» Problem description:
Return each line of the data below verbatim; pictures are to be left out.

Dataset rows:
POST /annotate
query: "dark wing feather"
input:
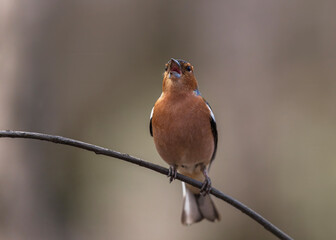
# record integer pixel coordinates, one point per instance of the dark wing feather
(150, 123)
(213, 130)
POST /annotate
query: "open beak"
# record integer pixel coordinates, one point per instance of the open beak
(174, 68)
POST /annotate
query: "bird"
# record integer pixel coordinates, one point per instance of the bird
(184, 130)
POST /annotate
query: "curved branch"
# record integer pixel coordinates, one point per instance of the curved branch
(107, 152)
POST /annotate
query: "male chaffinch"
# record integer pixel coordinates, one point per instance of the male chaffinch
(185, 135)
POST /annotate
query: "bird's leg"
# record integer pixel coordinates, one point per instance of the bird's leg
(206, 187)
(172, 172)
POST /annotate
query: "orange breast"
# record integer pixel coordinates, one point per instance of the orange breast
(182, 131)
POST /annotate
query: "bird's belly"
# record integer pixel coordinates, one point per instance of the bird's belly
(185, 142)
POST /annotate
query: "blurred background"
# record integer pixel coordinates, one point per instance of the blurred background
(92, 70)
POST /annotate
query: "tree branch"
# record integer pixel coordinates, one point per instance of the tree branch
(107, 152)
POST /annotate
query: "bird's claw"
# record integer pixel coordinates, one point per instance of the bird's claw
(172, 173)
(206, 186)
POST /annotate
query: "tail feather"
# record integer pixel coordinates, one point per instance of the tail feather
(197, 207)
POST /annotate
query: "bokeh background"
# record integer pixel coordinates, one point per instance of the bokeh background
(92, 70)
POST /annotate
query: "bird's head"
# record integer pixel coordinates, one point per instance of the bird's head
(179, 76)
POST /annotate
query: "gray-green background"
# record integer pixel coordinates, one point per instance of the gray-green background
(92, 70)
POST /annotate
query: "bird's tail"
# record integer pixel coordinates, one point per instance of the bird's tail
(196, 207)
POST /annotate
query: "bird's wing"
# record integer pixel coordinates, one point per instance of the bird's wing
(150, 123)
(213, 129)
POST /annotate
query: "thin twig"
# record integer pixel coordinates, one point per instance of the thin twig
(104, 151)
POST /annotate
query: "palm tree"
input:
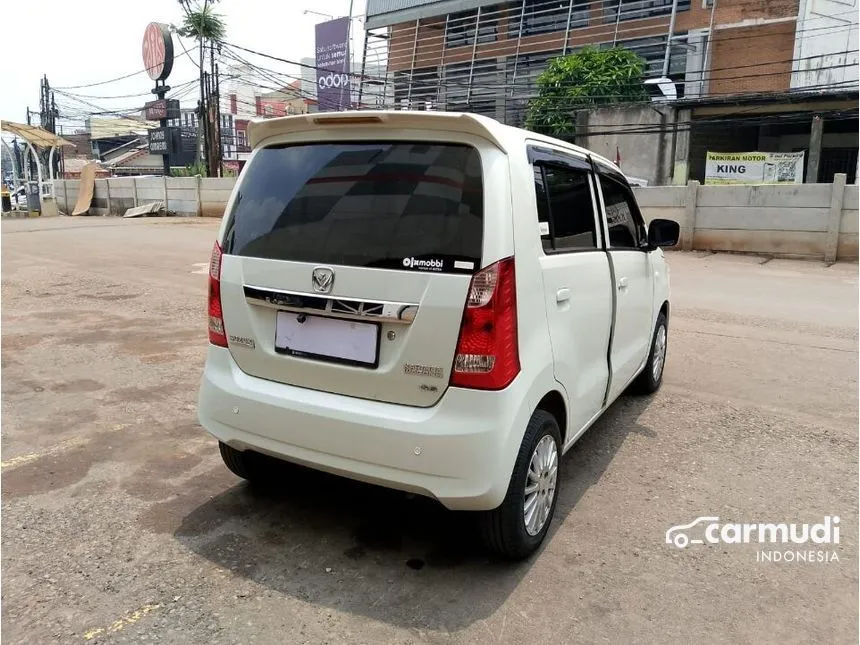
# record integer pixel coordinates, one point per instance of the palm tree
(201, 22)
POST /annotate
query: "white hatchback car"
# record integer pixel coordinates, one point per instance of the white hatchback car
(432, 302)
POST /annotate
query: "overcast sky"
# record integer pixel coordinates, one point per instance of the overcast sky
(78, 43)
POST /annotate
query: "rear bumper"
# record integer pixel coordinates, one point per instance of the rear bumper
(460, 451)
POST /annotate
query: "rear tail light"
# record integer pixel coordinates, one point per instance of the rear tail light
(216, 317)
(487, 355)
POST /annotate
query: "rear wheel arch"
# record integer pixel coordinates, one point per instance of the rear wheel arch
(553, 403)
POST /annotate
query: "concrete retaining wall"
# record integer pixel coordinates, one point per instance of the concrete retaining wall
(806, 220)
(189, 196)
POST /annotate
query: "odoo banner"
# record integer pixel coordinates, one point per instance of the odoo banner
(332, 62)
(754, 168)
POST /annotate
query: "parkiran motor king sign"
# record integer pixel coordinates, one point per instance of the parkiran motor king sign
(754, 168)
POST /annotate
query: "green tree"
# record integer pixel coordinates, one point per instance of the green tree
(201, 22)
(591, 77)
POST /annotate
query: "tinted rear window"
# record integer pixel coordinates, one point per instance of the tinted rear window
(412, 206)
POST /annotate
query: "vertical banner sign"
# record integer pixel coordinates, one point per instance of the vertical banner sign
(754, 168)
(332, 62)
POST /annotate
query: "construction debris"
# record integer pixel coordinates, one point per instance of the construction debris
(153, 208)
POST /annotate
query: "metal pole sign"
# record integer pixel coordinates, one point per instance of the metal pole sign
(158, 62)
(333, 68)
(157, 51)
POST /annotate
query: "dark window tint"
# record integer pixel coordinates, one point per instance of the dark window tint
(543, 210)
(363, 204)
(623, 230)
(570, 209)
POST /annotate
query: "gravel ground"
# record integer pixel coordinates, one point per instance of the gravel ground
(120, 523)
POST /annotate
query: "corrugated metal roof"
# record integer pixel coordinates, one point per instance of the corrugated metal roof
(36, 136)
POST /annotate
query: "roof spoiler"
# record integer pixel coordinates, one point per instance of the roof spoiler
(261, 130)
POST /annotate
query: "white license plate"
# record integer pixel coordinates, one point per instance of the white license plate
(331, 339)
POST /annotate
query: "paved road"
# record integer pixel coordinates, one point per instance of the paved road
(120, 524)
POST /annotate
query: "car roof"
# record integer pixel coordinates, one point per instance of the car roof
(503, 136)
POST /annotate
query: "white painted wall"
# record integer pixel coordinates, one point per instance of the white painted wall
(826, 30)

» In response:
POST /annotate
query: "dark wing feather"
input:
# record integer pixel coordinates, one point per instance of the dark wing feather
(150, 123)
(213, 130)
POST /annotate
query: "open beak"
# record integer pixel coordinates, one point per instance of the open beak
(174, 68)
POST /annotate
query: "bird"
# record integer pixel coordinates, one point per instance of the bird
(184, 130)
POST /annotate
query: "curved branch"
# record integer pixel coordinates, one point per instance of the curved branch
(107, 152)
POST /annotate
query: "male chaffinch"
# record integer pixel coordinates, one point per instance of the male chaffinch
(185, 135)
POST /annotate
query: "bird's leg"
# record integer pixel coordinates, one point per instance of the bird's leg
(206, 187)
(172, 172)
POST /annotate
query: "orange breast"
# record integer pixel coordinates, one point per instance of the orange breast
(182, 131)
POST /annotate
query: "bird's belly"
# record integer pixel coordinates, one point per instance of the bird's belly
(185, 142)
POST /annotate
query: "blurred background"
# record integer pixel coordinates, one point per instance of the blurred background
(92, 70)
POST /annotate
query: "tree branch"
# record integer pixel coordinates, one point per instance of the tree branch
(107, 152)
POST /annotate
query: "bird's claw"
# record integer pixel coordinates, one point per instance of the bird's claw
(172, 173)
(206, 186)
POST /annotate
query: "tail feather"
# record integer pixel coordinates, one point per instance of the tail feather
(197, 207)
POST /annotate
query: "bokeh background"
# record integer pixel coordinates, one point per instance of the bokeh background
(92, 70)
POST /annotate
query: "bird's head"
# record integer pixel coordinates, one point per instance of the bird's head
(179, 76)
POST /annotate
query: "gray-green background"
# record integer pixel coordinates, one point per instance of the gray-green background
(92, 70)
POST /annotate
query: "bird's tail"
# record integer pixel coordinates, one point per instance of the bird's tail
(196, 207)
POST /annotate
query: "bird's wing"
# record integer pixel coordinates, one point per instance of the bird's wing
(150, 123)
(213, 129)
POST /annotate
query: "thin twig"
# record integer pixel coordinates, one point per instance of the thin twig
(104, 151)
POST /annotate
query: "palm tree"
input:
# record integer pixel coordinates, one point per instance of the palm tree
(201, 22)
POST /annotate
query: "white hatchback car"
# record integer pixel coordinates, one point per instance of the white hatchback car
(432, 302)
POST /annotate
query: "overcast sky"
# record integer pixel coordinates, one point per instance of the overcast sky
(78, 43)
POST /annotate
query: "rear bumper"
# record integer pixel coordinates, one point per instance of the rear bumper
(460, 451)
POST /annotate
query: "rear tail light"
# record integer pixel coordinates, one point per instance of the rear tail light
(216, 317)
(487, 355)
POST /annotate
query: "rear wheel arch"
# record integer pixel coordinates, one point per instance of the rear wheel arch
(553, 403)
POST /annotate
query: "concrete retaining wall"
# record integer pixel coordinates, one point per instance of the concrete retaining wall
(806, 220)
(189, 196)
POST /annotate
query: "odoo banner"
# record integer pixel coordinates, one point per instance of the odoo banner
(332, 62)
(754, 168)
POST /annotate
query: "parkiran motor king sign"
# record integer pixel coordinates, one point per instance of the parkiran motor king sign
(754, 168)
POST /annotate
query: "green tree"
# record integer pixel coordinates, one point per instance of the green tree
(201, 22)
(591, 77)
POST /annotate
query: "tinted rear window"
# record integer pixel coordinates, one point per instance of the tinted rear window
(412, 206)
POST /annotate
query: "vertical banner sign"
# record integer pixel coordinates, one point per instance of the vertical banner sign
(754, 168)
(332, 62)
POST /annotate
query: "construction debris"
# record integer pixel coordinates, one point per instance of the construction debris
(153, 208)
POST /annotate
query: "metal pole sign"
# record integer pixel coordinates, one point per instance of the metal pole sign
(158, 62)
(333, 68)
(157, 51)
POST /annotate
query: "dark window tint"
# record integer pixel coordinates, one point per instance of the dark window tint
(543, 210)
(363, 204)
(623, 230)
(570, 209)
POST /annotate
query: "gravel ground"
# record integer pixel coordinates, one point per instance of the gravel ground
(120, 523)
POST /annotate
query: "corrugated metal roof"
# record integer pixel coordinates, one point per instance of the corrugated metal roof
(36, 136)
POST /annotate
query: "roof spoiler"
# record integer pixel coordinates, one point per instance of the roof spoiler
(261, 130)
POST /annotate
query: "white license plate"
# record integer pixel coordinates, one point per instance of the white license plate
(331, 339)
POST /annotate
query: "paved road"
# record integer pixel coordinates, one point per instance of the paved road
(120, 524)
POST /annotate
query: "car roof"
# record integer pixel coordinates, one point per instance of the car roof
(503, 136)
POST /annotate
query: "white painted wall"
# record integer pixel coordinates, one point per instance of the white painted wall
(826, 30)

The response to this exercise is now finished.